|
|
"John Fields" <jfields@xxxxxxxxxxxxxxxxxxxxx> wrote in message
news:l33f42pf3ng8t51dc7bjm11q5fo6i2kmcs@xxxxxxxxxx
> On Thu, 20 Apr 2006 08:30:14 -0400, "Greg Neill"
> <gneillREM@xxxxxxxxxxxxxxxxxx> wrote:
>
> >"Boki" <bokiteam@xxxxxxxxxxxxxx> wrote in message
> >news:1145526532.183920.52120@xxxxxxxxxxxxxxxxxxxxxxxxxxxxxxx
> >> Hi All,
> >>
> >> There is a PN diode, P connects 3.3V, N connects to ground.
> >> We knew that Vf is 0.7V.
> >>
> >> How to explain that the measurement Vf ( P to N ) is 3.3V now but not
> >> 0.7V ...
> >
> >Diodes are not perfect... If you push enough current
> >through them, the voltage drop rises. Check out the
> >I vs V curve of the diode. Take a look at:
> >
> >http://www.st-andrews.ac.uk/~jcgl/Scots_Guide/info/comp/passive/diode/chars/chars.htm
>
> ---
> How much current would you have to feed through the diode to get a
> 3.3 volt drop across it in the forward direction?

* A block of data *
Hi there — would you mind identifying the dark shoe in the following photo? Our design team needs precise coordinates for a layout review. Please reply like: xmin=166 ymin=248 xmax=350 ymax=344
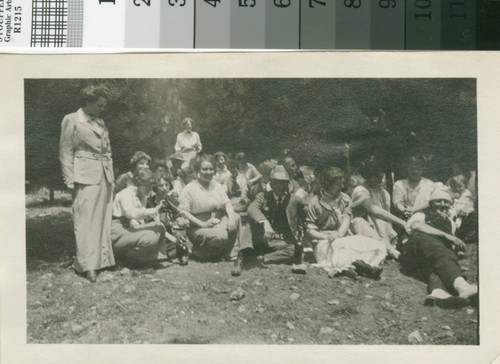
xmin=352 ymin=260 xmax=383 ymax=280
xmin=86 ymin=270 xmax=97 ymax=283
xmin=424 ymin=295 xmax=469 ymax=309
xmin=231 ymin=252 xmax=243 ymax=277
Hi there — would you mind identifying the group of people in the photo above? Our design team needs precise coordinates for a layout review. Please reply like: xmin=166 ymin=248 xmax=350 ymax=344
xmin=60 ymin=86 xmax=478 ymax=308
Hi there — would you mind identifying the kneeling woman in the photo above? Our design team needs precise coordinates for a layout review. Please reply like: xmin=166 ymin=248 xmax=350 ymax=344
xmin=401 ymin=190 xmax=478 ymax=308
xmin=111 ymin=168 xmax=167 ymax=264
xmin=306 ymin=167 xmax=387 ymax=279
xmin=179 ymin=157 xmax=251 ymax=261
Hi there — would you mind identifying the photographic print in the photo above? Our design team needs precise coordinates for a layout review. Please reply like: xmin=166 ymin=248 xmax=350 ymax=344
xmin=24 ymin=78 xmax=479 ymax=345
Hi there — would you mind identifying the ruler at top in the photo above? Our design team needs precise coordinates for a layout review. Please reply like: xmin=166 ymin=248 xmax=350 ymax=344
xmin=0 ymin=0 xmax=500 ymax=51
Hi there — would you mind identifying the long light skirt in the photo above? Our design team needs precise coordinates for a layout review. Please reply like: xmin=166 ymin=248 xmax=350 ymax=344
xmin=73 ymin=176 xmax=115 ymax=273
xmin=313 ymin=235 xmax=387 ymax=274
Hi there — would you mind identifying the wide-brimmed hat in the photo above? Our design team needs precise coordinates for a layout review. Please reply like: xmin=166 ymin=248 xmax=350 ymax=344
xmin=167 ymin=152 xmax=184 ymax=162
xmin=269 ymin=165 xmax=290 ymax=181
xmin=429 ymin=189 xmax=453 ymax=203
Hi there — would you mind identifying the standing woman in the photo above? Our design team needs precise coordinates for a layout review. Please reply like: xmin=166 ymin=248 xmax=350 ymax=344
xmin=59 ymin=86 xmax=115 ymax=282
xmin=174 ymin=118 xmax=201 ymax=168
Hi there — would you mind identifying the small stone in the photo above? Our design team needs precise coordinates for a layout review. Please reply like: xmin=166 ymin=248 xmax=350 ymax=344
xmin=123 ymin=284 xmax=136 ymax=293
xmin=99 ymin=273 xmax=115 ymax=282
xmin=71 ymin=324 xmax=83 ymax=335
xmin=319 ymin=327 xmax=333 ymax=335
xmin=408 ymin=330 xmax=424 ymax=344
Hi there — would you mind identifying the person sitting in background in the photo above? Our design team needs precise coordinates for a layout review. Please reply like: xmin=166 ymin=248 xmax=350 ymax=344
xmin=278 ymin=155 xmax=304 ymax=193
xmin=179 ymin=156 xmax=251 ymax=272
xmin=227 ymin=160 xmax=250 ymax=212
xmin=235 ymin=152 xmax=262 ymax=197
xmin=172 ymin=167 xmax=196 ymax=196
xmin=351 ymin=157 xmax=405 ymax=259
xmin=167 ymin=152 xmax=184 ymax=181
xmin=448 ymin=174 xmax=477 ymax=243
xmin=248 ymin=165 xmax=302 ymax=264
xmin=214 ymin=152 xmax=231 ymax=193
xmin=113 ymin=151 xmax=151 ymax=195
xmin=111 ymin=168 xmax=188 ymax=265
xmin=305 ymin=167 xmax=387 ymax=279
xmin=174 ymin=118 xmax=201 ymax=167
xmin=401 ymin=189 xmax=478 ymax=308
xmin=392 ymin=156 xmax=434 ymax=220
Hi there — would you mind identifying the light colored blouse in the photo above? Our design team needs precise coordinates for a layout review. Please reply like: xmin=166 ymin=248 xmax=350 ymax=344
xmin=305 ymin=192 xmax=351 ymax=231
xmin=113 ymin=186 xmax=155 ymax=225
xmin=174 ymin=131 xmax=201 ymax=153
xmin=392 ymin=178 xmax=434 ymax=207
xmin=179 ymin=180 xmax=229 ymax=215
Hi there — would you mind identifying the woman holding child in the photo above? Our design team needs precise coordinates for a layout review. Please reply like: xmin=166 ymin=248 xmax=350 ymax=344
xmin=306 ymin=167 xmax=387 ymax=279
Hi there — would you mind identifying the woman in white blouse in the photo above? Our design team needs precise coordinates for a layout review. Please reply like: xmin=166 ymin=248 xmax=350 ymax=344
xmin=174 ymin=118 xmax=201 ymax=168
xmin=179 ymin=158 xmax=252 ymax=261
xmin=111 ymin=168 xmax=168 ymax=264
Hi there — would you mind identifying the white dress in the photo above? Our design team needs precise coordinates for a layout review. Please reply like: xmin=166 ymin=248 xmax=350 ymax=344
xmin=306 ymin=193 xmax=387 ymax=274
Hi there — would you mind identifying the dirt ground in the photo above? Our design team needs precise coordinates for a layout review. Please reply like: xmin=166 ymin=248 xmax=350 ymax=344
xmin=26 ymin=191 xmax=479 ymax=345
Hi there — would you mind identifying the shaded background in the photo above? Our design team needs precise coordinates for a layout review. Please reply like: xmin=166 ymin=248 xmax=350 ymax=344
xmin=25 ymin=78 xmax=477 ymax=195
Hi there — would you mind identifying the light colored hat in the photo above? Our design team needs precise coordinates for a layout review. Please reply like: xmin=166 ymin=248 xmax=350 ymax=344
xmin=429 ymin=189 xmax=452 ymax=203
xmin=269 ymin=165 xmax=290 ymax=181
xmin=167 ymin=152 xmax=184 ymax=162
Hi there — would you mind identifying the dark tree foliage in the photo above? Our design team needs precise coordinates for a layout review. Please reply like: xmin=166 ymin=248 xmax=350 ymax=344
xmin=25 ymin=79 xmax=477 ymax=191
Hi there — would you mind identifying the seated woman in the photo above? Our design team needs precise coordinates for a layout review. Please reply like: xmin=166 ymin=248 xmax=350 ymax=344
xmin=172 ymin=167 xmax=196 ymax=196
xmin=305 ymin=167 xmax=387 ymax=279
xmin=351 ymin=157 xmax=405 ymax=259
xmin=179 ymin=156 xmax=251 ymax=268
xmin=392 ymin=156 xmax=434 ymax=219
xmin=448 ymin=174 xmax=478 ymax=244
xmin=111 ymin=168 xmax=176 ymax=264
xmin=401 ymin=190 xmax=478 ymax=308
xmin=113 ymin=151 xmax=151 ymax=195
xmin=214 ymin=152 xmax=231 ymax=193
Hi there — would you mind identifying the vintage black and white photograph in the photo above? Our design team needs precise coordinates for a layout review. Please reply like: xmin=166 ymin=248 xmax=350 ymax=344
xmin=24 ymin=77 xmax=482 ymax=345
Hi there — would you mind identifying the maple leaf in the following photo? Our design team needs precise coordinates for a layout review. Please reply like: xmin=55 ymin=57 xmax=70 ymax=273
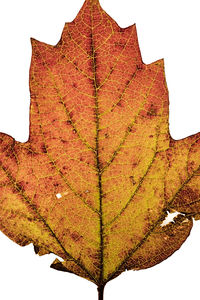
xmin=0 ymin=0 xmax=200 ymax=299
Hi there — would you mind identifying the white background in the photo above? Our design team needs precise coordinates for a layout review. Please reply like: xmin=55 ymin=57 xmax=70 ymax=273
xmin=0 ymin=0 xmax=200 ymax=300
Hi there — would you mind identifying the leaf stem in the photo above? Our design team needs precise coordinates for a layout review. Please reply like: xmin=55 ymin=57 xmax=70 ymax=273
xmin=97 ymin=285 xmax=105 ymax=300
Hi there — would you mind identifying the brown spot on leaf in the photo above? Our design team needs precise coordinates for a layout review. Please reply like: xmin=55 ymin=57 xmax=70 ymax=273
xmin=70 ymin=231 xmax=83 ymax=242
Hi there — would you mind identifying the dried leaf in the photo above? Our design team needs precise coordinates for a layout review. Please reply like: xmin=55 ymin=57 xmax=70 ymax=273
xmin=0 ymin=0 xmax=200 ymax=299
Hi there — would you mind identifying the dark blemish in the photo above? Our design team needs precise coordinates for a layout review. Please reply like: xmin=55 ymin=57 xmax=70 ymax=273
xmin=70 ymin=231 xmax=83 ymax=242
xmin=129 ymin=176 xmax=136 ymax=185
xmin=115 ymin=42 xmax=125 ymax=49
xmin=147 ymin=104 xmax=157 ymax=117
xmin=33 ymin=245 xmax=40 ymax=254
xmin=35 ymin=51 xmax=40 ymax=58
xmin=41 ymin=144 xmax=47 ymax=153
xmin=15 ymin=181 xmax=24 ymax=192
xmin=132 ymin=163 xmax=138 ymax=168
xmin=31 ymin=93 xmax=36 ymax=99
xmin=73 ymin=82 xmax=77 ymax=89
xmin=175 ymin=187 xmax=199 ymax=207
xmin=117 ymin=101 xmax=123 ymax=107
xmin=61 ymin=139 xmax=68 ymax=144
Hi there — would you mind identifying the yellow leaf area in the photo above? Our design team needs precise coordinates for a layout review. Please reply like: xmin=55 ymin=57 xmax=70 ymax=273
xmin=0 ymin=0 xmax=200 ymax=286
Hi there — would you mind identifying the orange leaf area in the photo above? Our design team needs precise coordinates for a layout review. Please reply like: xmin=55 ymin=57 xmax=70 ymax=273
xmin=0 ymin=0 xmax=200 ymax=286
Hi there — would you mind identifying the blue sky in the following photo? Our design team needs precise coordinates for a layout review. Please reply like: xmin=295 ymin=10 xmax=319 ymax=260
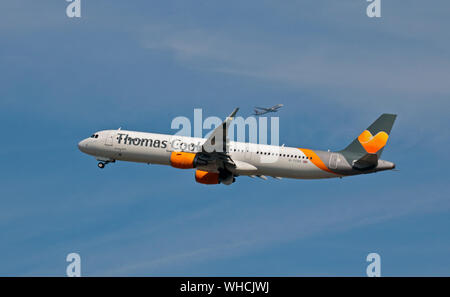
xmin=0 ymin=0 xmax=450 ymax=276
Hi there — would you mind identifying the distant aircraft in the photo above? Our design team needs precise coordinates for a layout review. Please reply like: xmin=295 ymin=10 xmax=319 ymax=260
xmin=253 ymin=104 xmax=283 ymax=115
xmin=78 ymin=108 xmax=396 ymax=185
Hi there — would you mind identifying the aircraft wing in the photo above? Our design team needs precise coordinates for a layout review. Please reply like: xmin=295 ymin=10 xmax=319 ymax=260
xmin=202 ymin=108 xmax=239 ymax=153
xmin=353 ymin=154 xmax=378 ymax=170
xmin=196 ymin=108 xmax=239 ymax=176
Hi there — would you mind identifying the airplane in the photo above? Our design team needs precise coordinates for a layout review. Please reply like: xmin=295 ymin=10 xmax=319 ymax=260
xmin=253 ymin=104 xmax=284 ymax=115
xmin=78 ymin=108 xmax=396 ymax=185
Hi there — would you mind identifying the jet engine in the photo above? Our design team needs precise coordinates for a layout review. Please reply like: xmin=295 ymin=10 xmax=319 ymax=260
xmin=170 ymin=152 xmax=208 ymax=169
xmin=170 ymin=152 xmax=195 ymax=169
xmin=195 ymin=170 xmax=219 ymax=185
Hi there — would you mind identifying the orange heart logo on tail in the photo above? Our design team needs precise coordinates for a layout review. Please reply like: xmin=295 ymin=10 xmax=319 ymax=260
xmin=358 ymin=130 xmax=389 ymax=154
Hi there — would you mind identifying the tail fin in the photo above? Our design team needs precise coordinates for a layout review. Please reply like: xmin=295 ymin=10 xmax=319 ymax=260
xmin=342 ymin=113 xmax=397 ymax=159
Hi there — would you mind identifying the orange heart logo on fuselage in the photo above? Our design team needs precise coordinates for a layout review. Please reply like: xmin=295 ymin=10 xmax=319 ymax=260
xmin=358 ymin=130 xmax=389 ymax=154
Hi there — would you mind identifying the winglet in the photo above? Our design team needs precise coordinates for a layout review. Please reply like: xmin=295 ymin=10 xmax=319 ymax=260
xmin=228 ymin=107 xmax=239 ymax=120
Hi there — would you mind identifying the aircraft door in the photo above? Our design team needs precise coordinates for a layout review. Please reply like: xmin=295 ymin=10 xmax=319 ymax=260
xmin=105 ymin=133 xmax=116 ymax=146
xmin=329 ymin=153 xmax=338 ymax=169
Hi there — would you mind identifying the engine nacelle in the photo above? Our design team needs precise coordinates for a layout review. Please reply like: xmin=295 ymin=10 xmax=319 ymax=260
xmin=170 ymin=152 xmax=196 ymax=169
xmin=195 ymin=170 xmax=219 ymax=185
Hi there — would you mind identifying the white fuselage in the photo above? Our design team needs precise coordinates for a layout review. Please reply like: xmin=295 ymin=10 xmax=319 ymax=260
xmin=78 ymin=130 xmax=340 ymax=179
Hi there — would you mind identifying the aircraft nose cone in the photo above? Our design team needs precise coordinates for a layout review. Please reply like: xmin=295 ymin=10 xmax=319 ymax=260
xmin=78 ymin=139 xmax=86 ymax=153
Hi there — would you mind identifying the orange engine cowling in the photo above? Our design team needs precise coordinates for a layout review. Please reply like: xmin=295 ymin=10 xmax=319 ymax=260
xmin=170 ymin=152 xmax=195 ymax=169
xmin=195 ymin=170 xmax=219 ymax=185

* Written tasks *
**1.** Copy out the lines in the records from the one containing "Hi there — would you mind identifying the aircraft wing" through the one containing "xmin=196 ymin=108 xmax=239 ymax=176" without changing anything.
**2.** Continue the forum thread about the PN diode's forward voltage from the point where it stops.

* Results in order *
**1.**
Hi there — would you mind identifying the aircraft wing in the photo above? Our design team needs precise coordinates for a layout review. Please reply like: xmin=295 ymin=10 xmax=319 ymax=260
xmin=202 ymin=108 xmax=239 ymax=153
xmin=353 ymin=154 xmax=378 ymax=170
xmin=196 ymin=108 xmax=239 ymax=176

**2.**
Taking a typical 1N914B diode as an example, and assuming
a simple square-law model, the data sheet gives a maximum
forward voltage of 1V at 100mA which makes the model:
I = (100mA/1V^2)*Vf
So you'd need to push about 960mA across the junction. This
is not something that you'd want to do on a continuous basis!
But you could get away with it for short duration pulses (less
than a mSec).
If "Boki" is measuring 3.1V DC across the diode, it's not a
diode anymore.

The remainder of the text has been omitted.